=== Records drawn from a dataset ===
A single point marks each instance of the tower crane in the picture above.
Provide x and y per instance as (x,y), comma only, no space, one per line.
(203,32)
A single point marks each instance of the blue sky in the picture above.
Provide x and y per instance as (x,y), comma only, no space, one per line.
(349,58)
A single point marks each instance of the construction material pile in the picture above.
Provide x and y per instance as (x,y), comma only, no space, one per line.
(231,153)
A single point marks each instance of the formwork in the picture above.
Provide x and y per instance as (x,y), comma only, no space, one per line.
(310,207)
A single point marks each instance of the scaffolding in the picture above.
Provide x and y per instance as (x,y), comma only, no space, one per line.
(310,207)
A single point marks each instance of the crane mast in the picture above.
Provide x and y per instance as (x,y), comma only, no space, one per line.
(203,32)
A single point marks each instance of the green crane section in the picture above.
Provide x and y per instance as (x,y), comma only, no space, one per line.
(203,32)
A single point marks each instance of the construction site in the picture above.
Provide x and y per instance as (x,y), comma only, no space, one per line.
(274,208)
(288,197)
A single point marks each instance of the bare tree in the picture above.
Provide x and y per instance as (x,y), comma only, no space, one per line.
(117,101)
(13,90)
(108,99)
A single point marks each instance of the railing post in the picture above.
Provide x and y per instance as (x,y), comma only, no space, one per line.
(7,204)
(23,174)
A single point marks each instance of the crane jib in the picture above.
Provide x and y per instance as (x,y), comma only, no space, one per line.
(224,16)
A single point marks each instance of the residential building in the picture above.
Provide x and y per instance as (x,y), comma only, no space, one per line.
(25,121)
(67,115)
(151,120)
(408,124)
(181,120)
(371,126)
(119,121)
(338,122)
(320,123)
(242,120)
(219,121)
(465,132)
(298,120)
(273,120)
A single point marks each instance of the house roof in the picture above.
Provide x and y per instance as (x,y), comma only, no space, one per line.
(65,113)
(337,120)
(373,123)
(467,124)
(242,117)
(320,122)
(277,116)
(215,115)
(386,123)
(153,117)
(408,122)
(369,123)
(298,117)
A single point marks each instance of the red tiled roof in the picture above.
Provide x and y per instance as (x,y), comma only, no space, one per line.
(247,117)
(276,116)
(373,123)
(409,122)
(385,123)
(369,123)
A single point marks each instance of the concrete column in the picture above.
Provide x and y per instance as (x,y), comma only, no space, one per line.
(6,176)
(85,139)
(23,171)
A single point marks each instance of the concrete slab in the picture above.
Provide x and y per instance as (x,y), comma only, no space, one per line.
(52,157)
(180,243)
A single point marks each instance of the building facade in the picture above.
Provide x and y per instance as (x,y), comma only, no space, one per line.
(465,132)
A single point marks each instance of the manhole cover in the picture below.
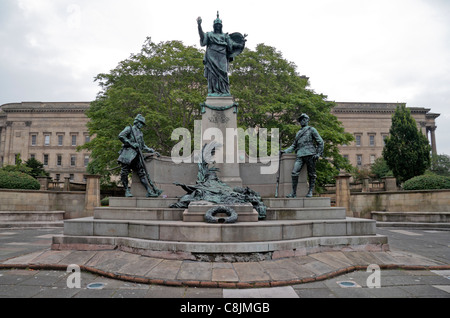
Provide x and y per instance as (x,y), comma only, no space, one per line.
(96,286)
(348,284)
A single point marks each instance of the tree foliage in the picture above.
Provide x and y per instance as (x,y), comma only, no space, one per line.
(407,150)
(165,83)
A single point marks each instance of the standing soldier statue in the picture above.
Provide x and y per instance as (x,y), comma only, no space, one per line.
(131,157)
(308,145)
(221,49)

=== EXERCISE REQUIREMENTS ===
Search the records for the string "building" and, wherever a line contains it, please copy that line.

=== YOUR SOLUTION ===
A single point marks each instance of the residential building in the picture above.
A single point marks each instance of the building facade in the picture above.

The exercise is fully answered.